§ **Exercise materials**
┌──

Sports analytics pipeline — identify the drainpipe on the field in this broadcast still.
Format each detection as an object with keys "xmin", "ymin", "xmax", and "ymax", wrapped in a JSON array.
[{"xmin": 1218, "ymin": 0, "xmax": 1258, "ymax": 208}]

└──
┌──

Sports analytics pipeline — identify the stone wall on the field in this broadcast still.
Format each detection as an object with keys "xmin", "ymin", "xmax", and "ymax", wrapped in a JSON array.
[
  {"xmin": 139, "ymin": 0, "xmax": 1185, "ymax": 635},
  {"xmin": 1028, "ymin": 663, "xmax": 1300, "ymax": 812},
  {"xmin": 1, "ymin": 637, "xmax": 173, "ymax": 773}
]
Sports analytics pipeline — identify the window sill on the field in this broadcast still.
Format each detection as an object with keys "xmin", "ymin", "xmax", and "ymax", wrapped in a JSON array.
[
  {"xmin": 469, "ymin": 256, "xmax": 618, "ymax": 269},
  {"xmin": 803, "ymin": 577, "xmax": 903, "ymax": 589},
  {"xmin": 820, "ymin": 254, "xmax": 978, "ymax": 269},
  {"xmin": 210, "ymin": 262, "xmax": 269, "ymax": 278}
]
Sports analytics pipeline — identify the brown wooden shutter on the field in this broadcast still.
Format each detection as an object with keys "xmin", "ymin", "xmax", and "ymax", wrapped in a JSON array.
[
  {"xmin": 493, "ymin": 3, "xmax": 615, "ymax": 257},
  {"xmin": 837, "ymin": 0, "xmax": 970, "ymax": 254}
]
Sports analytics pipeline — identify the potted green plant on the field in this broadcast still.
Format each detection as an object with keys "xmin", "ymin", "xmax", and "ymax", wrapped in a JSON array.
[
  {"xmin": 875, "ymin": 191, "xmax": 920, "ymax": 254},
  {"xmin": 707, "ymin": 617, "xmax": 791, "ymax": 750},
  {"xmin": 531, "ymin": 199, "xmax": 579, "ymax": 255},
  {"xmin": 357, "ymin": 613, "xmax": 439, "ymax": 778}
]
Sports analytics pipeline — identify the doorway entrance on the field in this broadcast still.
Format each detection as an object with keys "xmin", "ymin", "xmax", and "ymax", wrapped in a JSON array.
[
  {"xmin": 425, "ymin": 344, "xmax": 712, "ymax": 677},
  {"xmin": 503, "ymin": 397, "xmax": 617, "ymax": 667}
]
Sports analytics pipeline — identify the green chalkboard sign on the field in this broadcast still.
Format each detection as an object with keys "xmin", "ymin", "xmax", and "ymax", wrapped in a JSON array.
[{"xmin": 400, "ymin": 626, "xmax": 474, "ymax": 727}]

└──

§ **Aim of the exercise**
Please copy out each line of the data in which the word "this" occurs.

§ **Task output**
Sports analytics pipeline — identify the drainpipe on the field in this broadcast still.
Sports analytics pipeline — identify the stone wall on the field in this broadcast still.
Sports analytics pipeline — identify the window sill on the field in this broadcast still.
Sports analytics pipeline — identify the brown wooden shutter on the field in this broadcast still.
Sports analytics pipeline — identify the potted green plant on the field in this broadcast still.
Sports analytics pipeline — identify the doorway entrance on the field in this broadcast still.
Sports analytics pipeline — identify the green chalkboard sign on the field in this broadcast still.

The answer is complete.